Exercise details:
Pick out and copy every line in the records below that contains the string "wall", treating uppercase and lowercase as different.

(Pointing dataset records)
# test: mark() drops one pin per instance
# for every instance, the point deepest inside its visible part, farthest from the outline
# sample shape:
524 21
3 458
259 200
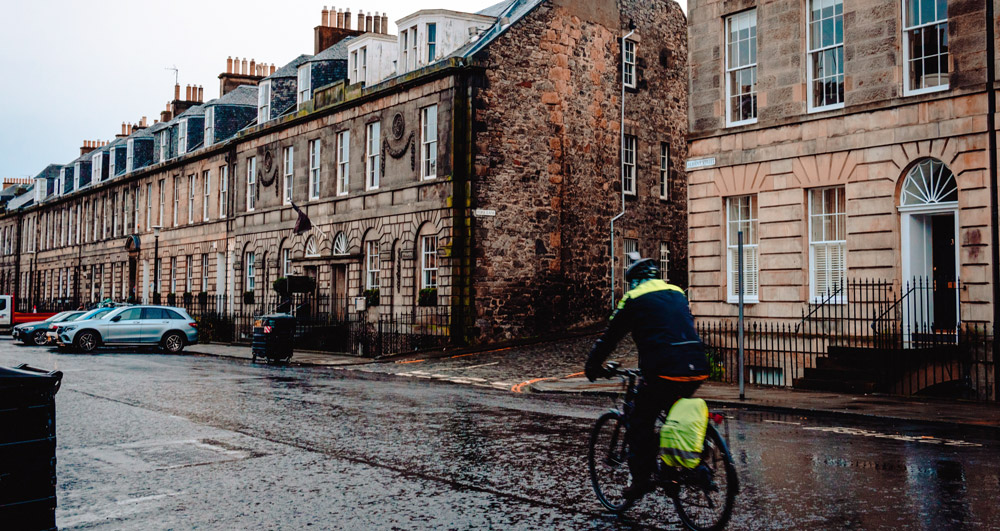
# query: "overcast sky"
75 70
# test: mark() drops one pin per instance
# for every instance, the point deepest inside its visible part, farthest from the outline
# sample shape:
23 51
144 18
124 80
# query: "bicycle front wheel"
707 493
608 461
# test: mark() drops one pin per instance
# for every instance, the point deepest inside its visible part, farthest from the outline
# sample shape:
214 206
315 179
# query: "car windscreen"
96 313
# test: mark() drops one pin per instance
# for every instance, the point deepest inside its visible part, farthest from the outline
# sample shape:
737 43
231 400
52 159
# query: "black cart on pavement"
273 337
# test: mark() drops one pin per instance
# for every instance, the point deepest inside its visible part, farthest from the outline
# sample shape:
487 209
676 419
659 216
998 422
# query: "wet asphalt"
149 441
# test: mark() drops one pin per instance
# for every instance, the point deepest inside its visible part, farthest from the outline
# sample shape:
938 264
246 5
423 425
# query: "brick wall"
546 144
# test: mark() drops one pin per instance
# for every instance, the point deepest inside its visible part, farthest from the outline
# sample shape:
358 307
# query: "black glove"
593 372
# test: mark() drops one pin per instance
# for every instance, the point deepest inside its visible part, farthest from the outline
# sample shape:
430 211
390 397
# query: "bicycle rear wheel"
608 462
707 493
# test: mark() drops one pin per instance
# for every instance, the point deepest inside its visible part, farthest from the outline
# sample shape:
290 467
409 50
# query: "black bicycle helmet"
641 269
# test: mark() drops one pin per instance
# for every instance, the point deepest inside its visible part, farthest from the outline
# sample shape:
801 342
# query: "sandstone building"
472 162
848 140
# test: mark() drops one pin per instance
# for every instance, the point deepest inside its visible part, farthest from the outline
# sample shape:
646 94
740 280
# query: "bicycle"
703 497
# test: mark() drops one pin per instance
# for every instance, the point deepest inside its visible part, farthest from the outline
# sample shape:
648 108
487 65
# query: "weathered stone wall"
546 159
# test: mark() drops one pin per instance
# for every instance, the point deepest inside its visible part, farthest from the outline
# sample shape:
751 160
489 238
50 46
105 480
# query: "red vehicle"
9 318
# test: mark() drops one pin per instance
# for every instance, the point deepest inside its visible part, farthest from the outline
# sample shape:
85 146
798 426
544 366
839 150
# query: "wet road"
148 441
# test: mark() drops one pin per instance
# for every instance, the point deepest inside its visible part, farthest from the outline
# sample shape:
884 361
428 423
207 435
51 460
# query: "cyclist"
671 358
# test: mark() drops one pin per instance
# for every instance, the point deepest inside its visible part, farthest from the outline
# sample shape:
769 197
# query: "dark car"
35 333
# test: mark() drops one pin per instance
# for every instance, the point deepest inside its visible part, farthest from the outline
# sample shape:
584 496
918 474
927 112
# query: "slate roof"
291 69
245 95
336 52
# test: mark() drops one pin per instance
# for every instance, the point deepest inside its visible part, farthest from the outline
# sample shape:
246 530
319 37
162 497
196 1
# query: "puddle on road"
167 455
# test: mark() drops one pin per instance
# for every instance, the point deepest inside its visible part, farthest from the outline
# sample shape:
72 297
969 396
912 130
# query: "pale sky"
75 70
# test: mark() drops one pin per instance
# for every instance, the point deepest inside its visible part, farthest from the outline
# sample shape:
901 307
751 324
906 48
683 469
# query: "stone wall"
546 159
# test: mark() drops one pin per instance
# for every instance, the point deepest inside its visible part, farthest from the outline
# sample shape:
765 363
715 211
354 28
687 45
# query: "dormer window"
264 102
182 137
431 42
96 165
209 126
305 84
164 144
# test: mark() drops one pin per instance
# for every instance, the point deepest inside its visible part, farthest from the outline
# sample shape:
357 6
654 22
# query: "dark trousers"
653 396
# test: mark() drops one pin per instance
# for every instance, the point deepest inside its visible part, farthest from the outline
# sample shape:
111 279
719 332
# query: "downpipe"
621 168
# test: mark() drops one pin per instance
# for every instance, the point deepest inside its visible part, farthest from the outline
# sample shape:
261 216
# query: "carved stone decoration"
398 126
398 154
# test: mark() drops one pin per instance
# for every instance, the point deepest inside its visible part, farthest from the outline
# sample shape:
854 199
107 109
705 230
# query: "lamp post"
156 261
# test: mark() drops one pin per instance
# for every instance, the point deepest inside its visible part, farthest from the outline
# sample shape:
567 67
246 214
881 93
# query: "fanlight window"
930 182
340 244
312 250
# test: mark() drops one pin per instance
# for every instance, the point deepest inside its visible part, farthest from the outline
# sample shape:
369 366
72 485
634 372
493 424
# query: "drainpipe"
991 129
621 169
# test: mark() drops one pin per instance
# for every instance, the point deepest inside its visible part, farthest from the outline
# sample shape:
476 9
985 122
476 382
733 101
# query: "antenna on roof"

Answer to this task:
# query: "brick wall"
# query: "weathered stone wall"
# query: "stone wall"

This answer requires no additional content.